*Exercise*: Identify every line in the rows below that contains the word "white" and copy each one. Letter case matters.

*Listing*:
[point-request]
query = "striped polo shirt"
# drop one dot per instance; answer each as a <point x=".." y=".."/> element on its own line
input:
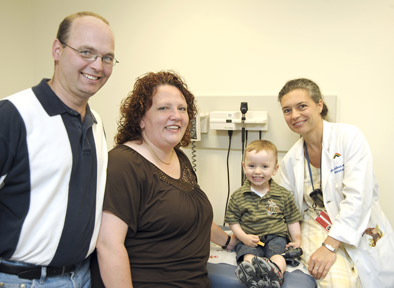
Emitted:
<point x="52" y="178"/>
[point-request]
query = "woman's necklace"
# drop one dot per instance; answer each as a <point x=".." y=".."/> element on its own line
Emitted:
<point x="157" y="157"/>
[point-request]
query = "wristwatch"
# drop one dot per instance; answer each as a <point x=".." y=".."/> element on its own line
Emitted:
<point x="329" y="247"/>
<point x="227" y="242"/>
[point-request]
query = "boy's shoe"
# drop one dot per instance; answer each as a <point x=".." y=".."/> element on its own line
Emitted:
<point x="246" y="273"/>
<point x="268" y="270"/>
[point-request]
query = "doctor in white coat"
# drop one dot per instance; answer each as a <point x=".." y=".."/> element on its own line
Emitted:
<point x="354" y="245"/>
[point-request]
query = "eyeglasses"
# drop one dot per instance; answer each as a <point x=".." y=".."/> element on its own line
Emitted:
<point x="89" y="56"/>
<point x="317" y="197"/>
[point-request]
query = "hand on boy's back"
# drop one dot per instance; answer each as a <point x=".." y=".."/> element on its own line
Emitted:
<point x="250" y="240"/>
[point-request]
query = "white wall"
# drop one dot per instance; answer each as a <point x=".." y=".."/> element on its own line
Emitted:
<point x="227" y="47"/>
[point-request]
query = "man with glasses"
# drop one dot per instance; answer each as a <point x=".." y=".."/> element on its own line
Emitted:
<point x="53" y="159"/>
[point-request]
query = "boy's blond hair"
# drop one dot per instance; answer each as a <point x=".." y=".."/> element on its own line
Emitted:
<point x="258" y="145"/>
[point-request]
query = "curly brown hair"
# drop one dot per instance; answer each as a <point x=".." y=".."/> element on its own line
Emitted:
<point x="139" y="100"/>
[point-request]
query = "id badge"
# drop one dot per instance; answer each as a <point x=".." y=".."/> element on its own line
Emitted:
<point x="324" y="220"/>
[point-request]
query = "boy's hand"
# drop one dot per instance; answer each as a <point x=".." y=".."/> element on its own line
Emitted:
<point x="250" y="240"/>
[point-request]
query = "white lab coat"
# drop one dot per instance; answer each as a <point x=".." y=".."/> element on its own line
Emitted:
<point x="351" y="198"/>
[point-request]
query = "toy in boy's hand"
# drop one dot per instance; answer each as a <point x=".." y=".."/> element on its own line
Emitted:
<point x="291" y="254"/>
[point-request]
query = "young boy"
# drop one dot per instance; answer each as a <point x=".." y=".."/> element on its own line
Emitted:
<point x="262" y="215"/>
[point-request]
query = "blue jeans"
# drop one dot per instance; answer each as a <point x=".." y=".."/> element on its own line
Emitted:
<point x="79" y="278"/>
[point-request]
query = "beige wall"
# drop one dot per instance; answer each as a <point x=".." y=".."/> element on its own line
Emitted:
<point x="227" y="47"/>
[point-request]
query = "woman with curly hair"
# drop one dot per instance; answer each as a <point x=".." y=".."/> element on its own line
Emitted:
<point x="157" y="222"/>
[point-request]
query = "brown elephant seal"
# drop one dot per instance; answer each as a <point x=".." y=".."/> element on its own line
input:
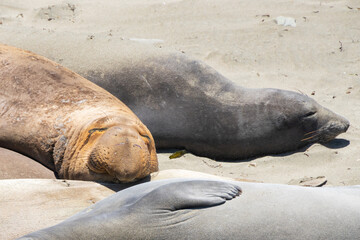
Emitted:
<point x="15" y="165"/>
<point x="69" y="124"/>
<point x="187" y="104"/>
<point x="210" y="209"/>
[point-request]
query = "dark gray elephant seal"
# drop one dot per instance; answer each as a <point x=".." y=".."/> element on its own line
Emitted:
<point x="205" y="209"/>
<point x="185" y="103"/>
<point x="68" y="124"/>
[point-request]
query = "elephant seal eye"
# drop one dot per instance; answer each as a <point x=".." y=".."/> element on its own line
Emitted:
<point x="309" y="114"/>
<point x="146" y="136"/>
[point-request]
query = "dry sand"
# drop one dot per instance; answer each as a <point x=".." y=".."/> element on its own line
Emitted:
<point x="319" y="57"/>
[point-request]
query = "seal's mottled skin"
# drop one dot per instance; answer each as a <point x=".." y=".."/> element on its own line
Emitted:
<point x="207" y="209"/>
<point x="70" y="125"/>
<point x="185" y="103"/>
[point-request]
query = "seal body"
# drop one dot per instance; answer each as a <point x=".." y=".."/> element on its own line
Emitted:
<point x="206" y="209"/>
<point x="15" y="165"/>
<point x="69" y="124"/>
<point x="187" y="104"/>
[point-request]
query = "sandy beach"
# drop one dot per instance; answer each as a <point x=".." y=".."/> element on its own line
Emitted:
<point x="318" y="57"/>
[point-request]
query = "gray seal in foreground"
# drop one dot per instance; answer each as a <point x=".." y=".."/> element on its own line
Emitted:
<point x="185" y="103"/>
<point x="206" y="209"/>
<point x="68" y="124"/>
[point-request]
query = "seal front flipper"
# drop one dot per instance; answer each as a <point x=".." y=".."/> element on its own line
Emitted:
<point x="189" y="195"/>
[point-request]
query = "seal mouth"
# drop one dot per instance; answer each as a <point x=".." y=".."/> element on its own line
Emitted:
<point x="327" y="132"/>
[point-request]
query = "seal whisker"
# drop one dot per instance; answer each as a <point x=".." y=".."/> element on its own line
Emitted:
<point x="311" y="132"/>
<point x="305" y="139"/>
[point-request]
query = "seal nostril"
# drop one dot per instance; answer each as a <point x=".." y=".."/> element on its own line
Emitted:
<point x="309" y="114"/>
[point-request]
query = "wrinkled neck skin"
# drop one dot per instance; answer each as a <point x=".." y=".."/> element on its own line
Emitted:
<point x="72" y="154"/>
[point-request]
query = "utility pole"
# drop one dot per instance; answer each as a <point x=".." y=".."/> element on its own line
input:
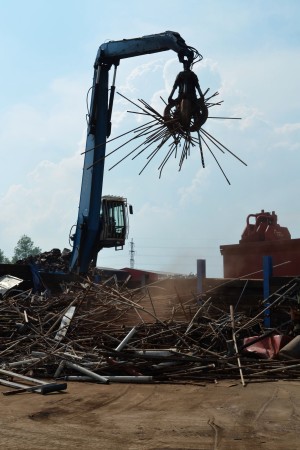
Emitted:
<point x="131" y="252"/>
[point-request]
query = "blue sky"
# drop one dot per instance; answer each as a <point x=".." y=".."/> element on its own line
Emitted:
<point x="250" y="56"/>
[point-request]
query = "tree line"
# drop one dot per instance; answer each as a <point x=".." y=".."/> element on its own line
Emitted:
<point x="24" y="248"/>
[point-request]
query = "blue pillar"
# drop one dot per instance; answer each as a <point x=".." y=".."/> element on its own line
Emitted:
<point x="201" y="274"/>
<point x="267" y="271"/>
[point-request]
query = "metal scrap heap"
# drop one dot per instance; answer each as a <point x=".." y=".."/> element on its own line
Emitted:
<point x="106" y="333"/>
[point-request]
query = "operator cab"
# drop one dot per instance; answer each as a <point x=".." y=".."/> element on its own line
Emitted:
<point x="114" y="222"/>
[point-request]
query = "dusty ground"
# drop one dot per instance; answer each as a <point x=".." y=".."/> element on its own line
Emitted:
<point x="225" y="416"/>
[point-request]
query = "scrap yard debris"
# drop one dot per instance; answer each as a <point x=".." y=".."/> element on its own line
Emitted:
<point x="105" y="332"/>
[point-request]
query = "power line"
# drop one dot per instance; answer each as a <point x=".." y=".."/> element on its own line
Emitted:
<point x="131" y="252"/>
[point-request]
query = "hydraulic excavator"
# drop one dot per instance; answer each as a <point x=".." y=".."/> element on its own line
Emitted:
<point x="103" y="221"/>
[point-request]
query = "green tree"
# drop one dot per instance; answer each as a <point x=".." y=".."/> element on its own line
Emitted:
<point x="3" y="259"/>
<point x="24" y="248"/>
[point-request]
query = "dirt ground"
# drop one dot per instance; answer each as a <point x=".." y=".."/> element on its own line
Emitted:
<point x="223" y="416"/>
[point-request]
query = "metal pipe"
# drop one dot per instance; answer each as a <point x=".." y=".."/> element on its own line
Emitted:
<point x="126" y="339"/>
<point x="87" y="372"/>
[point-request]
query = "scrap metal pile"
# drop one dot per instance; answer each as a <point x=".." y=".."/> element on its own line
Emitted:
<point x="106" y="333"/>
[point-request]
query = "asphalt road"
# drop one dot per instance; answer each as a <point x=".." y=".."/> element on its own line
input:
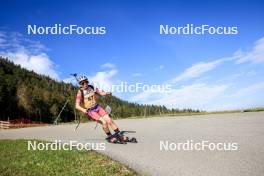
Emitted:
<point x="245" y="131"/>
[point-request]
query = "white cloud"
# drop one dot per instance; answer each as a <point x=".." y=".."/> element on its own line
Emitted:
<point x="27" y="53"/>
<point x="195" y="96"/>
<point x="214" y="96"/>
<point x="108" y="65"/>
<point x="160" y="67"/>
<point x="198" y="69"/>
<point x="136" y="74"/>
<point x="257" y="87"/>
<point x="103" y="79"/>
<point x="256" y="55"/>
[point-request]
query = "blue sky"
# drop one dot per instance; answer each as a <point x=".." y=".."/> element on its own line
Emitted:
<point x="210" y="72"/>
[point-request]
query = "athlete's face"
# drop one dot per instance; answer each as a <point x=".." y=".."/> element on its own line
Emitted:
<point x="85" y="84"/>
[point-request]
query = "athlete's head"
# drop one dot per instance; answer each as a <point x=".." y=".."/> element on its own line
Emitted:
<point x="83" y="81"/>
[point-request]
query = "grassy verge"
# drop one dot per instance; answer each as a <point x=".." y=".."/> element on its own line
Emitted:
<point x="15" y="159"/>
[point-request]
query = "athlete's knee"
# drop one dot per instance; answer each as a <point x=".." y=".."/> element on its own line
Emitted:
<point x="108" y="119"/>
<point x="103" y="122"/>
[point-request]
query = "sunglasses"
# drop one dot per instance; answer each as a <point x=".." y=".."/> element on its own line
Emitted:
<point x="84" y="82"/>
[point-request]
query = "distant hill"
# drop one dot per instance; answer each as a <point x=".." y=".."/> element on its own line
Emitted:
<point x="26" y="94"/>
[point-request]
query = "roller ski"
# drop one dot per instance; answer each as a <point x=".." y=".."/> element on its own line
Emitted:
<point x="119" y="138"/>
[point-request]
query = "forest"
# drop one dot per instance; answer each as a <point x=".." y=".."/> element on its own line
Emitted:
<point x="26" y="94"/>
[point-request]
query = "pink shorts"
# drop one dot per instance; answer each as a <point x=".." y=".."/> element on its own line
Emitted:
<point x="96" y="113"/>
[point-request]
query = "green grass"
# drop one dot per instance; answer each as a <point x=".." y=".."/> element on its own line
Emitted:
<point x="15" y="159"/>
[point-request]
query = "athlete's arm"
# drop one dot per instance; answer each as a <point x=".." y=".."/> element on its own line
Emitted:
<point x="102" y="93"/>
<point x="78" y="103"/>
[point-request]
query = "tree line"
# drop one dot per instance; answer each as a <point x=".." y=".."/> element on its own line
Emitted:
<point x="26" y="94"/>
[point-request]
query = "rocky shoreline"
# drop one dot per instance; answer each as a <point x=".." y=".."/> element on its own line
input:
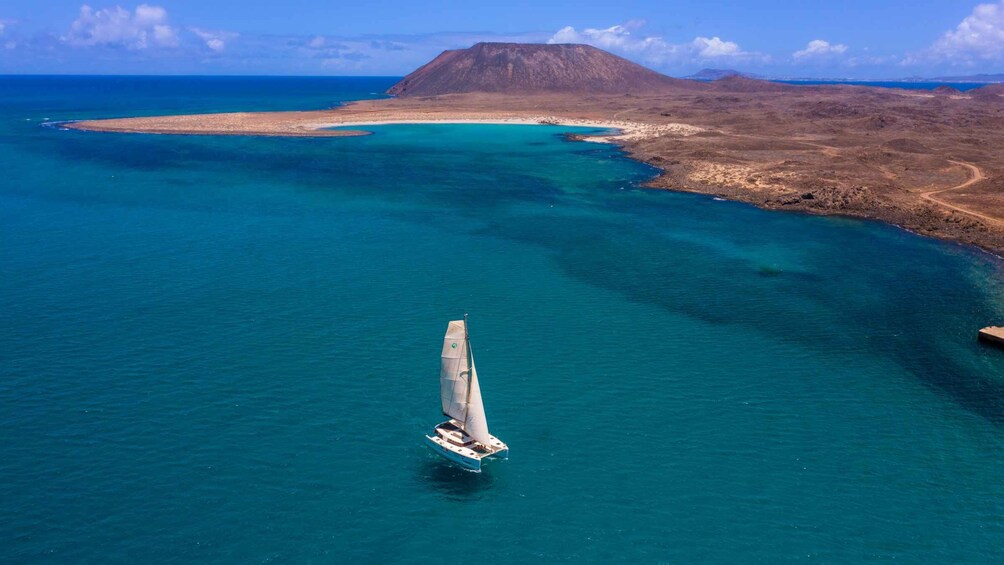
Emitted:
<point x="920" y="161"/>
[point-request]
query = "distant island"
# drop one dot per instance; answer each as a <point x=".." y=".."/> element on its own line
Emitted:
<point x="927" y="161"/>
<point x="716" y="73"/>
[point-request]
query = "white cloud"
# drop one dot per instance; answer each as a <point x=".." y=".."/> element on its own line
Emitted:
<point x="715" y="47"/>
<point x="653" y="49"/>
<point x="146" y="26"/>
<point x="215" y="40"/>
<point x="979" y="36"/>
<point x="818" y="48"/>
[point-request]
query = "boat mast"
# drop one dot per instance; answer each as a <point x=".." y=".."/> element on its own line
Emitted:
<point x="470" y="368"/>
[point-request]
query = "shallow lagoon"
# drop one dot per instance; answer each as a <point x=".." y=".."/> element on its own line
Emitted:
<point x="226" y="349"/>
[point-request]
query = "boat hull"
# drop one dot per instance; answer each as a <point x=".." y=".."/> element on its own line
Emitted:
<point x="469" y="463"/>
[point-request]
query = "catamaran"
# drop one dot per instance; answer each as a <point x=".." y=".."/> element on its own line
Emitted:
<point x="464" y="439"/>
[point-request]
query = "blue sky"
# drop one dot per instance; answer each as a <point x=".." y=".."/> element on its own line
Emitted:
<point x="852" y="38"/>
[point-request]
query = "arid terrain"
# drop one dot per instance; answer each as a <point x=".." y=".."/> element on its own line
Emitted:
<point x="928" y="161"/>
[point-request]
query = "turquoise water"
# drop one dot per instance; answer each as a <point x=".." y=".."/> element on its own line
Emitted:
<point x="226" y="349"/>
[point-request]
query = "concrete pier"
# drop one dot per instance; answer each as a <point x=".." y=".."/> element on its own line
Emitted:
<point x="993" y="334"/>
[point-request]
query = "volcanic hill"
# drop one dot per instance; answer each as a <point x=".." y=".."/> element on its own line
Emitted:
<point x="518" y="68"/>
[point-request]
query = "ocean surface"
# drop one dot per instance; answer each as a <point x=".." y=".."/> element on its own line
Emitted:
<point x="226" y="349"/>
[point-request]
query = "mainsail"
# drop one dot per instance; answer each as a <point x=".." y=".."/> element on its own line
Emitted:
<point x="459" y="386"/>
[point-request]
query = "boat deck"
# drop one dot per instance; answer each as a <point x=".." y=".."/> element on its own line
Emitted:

*Exercise response*:
query = "doctor in white coat"
query = "white wall"
query = "white lab coat"
query = "white cloud"
query = "white cloud"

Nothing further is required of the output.